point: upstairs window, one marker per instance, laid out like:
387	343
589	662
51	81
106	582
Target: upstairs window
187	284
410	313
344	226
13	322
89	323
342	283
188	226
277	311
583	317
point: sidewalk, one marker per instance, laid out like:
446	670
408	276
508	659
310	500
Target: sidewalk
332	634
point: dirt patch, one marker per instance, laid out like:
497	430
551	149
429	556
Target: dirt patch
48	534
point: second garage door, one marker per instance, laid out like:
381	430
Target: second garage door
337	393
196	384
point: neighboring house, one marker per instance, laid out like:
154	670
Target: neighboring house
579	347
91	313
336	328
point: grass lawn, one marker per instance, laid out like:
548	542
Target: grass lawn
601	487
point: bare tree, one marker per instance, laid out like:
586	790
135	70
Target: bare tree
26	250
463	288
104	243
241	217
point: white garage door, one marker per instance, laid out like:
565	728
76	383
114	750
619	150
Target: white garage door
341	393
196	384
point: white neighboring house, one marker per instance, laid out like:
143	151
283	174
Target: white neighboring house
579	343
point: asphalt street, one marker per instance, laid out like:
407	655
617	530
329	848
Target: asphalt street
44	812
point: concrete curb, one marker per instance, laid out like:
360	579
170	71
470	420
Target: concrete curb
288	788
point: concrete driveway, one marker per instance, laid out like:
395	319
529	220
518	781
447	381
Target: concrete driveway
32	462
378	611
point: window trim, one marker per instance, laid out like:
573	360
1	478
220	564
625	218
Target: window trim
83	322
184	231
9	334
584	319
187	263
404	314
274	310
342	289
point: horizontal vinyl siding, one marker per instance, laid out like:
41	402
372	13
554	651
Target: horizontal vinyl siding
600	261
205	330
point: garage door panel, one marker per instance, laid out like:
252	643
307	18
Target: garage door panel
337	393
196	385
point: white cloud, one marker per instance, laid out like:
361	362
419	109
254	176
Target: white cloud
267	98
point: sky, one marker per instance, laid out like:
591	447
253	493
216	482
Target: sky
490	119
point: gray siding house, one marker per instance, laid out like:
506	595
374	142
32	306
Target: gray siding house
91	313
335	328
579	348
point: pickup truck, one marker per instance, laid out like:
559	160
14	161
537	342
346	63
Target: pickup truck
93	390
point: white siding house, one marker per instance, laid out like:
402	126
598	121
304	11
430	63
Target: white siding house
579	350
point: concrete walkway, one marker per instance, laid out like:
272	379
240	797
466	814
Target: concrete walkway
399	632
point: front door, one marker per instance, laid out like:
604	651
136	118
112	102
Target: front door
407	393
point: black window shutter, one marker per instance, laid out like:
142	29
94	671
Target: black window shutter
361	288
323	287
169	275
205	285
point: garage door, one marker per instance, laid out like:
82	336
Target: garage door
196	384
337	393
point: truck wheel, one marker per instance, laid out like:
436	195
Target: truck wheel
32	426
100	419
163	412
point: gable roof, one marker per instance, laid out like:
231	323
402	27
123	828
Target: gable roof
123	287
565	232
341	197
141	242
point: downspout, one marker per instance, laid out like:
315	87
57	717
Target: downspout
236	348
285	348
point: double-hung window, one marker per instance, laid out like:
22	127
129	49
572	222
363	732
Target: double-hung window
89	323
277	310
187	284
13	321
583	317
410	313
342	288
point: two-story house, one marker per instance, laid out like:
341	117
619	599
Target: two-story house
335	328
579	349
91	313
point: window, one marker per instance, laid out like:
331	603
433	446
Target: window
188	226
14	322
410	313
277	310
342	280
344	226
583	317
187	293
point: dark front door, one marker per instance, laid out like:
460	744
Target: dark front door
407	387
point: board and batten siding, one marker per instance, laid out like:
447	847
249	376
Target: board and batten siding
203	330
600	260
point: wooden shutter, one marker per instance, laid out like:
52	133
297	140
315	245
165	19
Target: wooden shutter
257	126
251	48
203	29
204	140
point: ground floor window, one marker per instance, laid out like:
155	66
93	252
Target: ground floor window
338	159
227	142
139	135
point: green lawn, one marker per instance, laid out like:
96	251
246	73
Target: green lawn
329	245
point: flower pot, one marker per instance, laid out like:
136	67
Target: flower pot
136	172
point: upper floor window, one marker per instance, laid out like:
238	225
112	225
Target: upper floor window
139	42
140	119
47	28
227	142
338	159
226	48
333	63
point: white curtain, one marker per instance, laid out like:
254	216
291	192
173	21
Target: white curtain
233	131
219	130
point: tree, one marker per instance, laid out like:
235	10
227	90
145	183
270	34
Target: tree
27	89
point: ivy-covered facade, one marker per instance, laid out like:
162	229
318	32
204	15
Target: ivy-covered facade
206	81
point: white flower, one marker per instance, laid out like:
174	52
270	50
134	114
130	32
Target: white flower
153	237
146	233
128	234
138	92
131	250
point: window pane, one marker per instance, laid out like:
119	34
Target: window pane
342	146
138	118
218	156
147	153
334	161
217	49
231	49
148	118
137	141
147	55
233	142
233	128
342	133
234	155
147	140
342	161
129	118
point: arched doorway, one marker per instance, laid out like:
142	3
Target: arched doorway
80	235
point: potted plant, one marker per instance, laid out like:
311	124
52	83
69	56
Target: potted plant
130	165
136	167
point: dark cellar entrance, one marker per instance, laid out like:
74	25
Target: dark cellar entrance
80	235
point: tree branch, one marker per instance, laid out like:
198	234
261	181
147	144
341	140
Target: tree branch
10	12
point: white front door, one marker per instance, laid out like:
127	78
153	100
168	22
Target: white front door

#####

Please copy out each record, character for character.

point: upstairs window, one marker per instance, laid out like:
387	343
589	662
51	81
106	582
Target: upstairs window
187	284
410	313
344	226
13	322
89	323
342	283
188	226
277	311
583	317
point: sidewalk, one marker per instance, laid out like:
446	670
408	276
508	659
310	500
Target: sidewalk
332	634
point: dirt patch, one marker per instance, laid out like:
497	430
551	149
429	556
Target: dirt patch
48	534
point: second garage door, one marker per instance, laid out like:
381	430
Target: second garage door
337	393
196	384
point: neighboring house, one marker per instance, laid out like:
154	670
Target: neighboring house
579	347
91	313
336	328
point: grass lawn, one marker per instance, laid out like:
548	542
Target: grass lawn
601	487
point: bare tree, one marker per instance, laid out like:
586	790
135	70
Target: bare tree
26	250
463	288
104	243
241	217
point: white garage door, one marker per instance, laid out like:
565	728
76	383
114	750
619	150
Target: white garage door
341	393
196	384
point: white neighboring house, one marker per instance, laid out like:
143	151
283	174
Target: white neighboring house
579	343
point: asphalt street, one marker per instance, laid out like:
407	655
617	530
329	848
Target: asphalt street
44	812
point: concrete curb, one marker per instance, laid out like:
360	579
170	71
470	420
Target: concrete curb
288	788
point: concrete driveway, one marker per instance, laid out like:
395	319
529	220
518	781
447	381
Target: concrete driveway
32	462
378	611
point: window trim, one marker per instance, laid out like:
573	360
1	478
220	564
625	218
Target: window trim
83	322
184	231
9	334
584	319
187	263
404	314
274	310
342	289
point: horizontal vinyl siding, one marker per instance, laid out like:
41	402
372	13
554	651
Target: horizontal vinyl siding
600	261
205	330
point: garage door panel, one marker per instance, laid out like:
252	643
307	18
Target: garage door panel
337	393
196	385
point: white cloud, one marker per instance, laid out like:
361	362
419	109
254	176
Target: white cloud
267	98
point: sky, one marker per instance, laid out like:
591	447
253	493
216	482
Target: sky
490	119
point: gray siding house, one marker per instance, laid out like:
506	595
374	142
32	306
Target: gray siding house
91	313
335	328
579	348
point: pickup truck, one marker per instance, laid out like:
559	160
14	161
537	342
346	63
Target: pickup truck
93	390
point: white siding house, one marker per instance, laid out like:
402	126
598	121
304	11
430	63
Target: white siding house
579	350
point: concrete walkway, one marker per instance, laid out like:
272	379
240	797
466	814
Target: concrete walkway
399	632
point: front door, one marker per instance, laid out like:
604	651
136	118
112	102
Target: front door
407	393
point: black window shutter, one marker per instance, laid out like:
142	29
94	671
Target: black window shutter
361	288
323	287
169	275
205	285
point: garage door, one marker per instance, laid out like:
82	336
Target: garage door
196	384
337	393
point: truck wheel, one marker per instance, laid out like:
436	195
Target: truck wheel
32	426
100	419
163	412
point: gable roof, one marker per instance, laid out like:
231	323
402	27
123	828
Target: gable roof
123	287
565	232
341	197
141	242
point: downspout, one marker per instance, laid out like:
315	87
57	717
Target: downspout
236	348
285	348
point: double-hung window, one marker per instance, laid out like:
22	127
129	49
572	222
363	732
Target: double-hung window
89	323
277	310
187	284
13	321
583	317
410	313
342	288
point: two-story house, one marker per instance, laid out like:
341	117
619	599
Target: two-story house
335	328
579	349
91	313
point: window, one marker per instance, laid out like:
331	603
433	446
Target: window
188	226
14	322
410	313
277	310
342	280
344	226
583	317
187	293
point: dark front door, one marker per instance, laid out like:
460	744
Target: dark front door
407	387
point: board and batten siding, one marker per instance, laid out like:
447	847
249	376
Target: board and batten siding
203	330
600	260
point: wooden shutter, one marker per instance, laid out like:
52	133
297	140
315	245
165	19
Target: wooden shutter
257	126
251	48
203	29
204	140
point: ground floor window, one marker per instance, laid out like:
155	66
93	252
Target: ground floor window
338	159
227	142
139	135
point: green lawn, one marker per instance, laid out like:
96	251
246	73
Target: green lawn
329	245
point: flower pot, one marker per instance, laid out like:
136	67
Target: flower pot
136	172
point: upper floor window, one marker per instance, laid out like:
238	225
112	225
Target: upper floor window
139	42
140	119
47	28
227	142
338	159
226	48
333	63
point: white curtain, one marker per instance, laid out like:
254	216
291	192
173	21
Target: white curtain
233	131
219	130
point: tree, one marker per instance, laid out like:
235	10
227	90
145	183
270	34
Target: tree
27	89
point: ivy-covered facade, one marker per instance, laid out like:
162	229
318	32
204	15
Target: ivy-covered facade
206	81
point: white flower, one marker per instance, laid out like:
174	52
270	50
134	114
130	32
Target: white flower
153	237
146	233
128	234
138	92
131	250
point: window pane, one marker per instance, laid out like:
119	34
Target: window pane
342	146
138	118
218	156
147	153
334	161
217	49
231	49
148	118
137	141
147	55
233	142
233	128
342	133
234	155
147	140
342	161
129	118
point: arched doorway, one marker per instance, laid out like:
142	3
Target: arched doorway
80	235
point: potted plant, one marker per instance, laid out like:
311	124
52	83
69	56
Target: potted plant
130	165
136	167
point: dark cellar entrance, one marker per instance, laid out like:
74	25
Target: dark cellar entrance
80	235
point: tree branch, one marker per instance, laid out like:
198	234
261	181
147	144
341	140
Target: tree branch
10	12
point: white front door, one marker per instance, laid out like:
127	78
153	100
168	22
Target: white front door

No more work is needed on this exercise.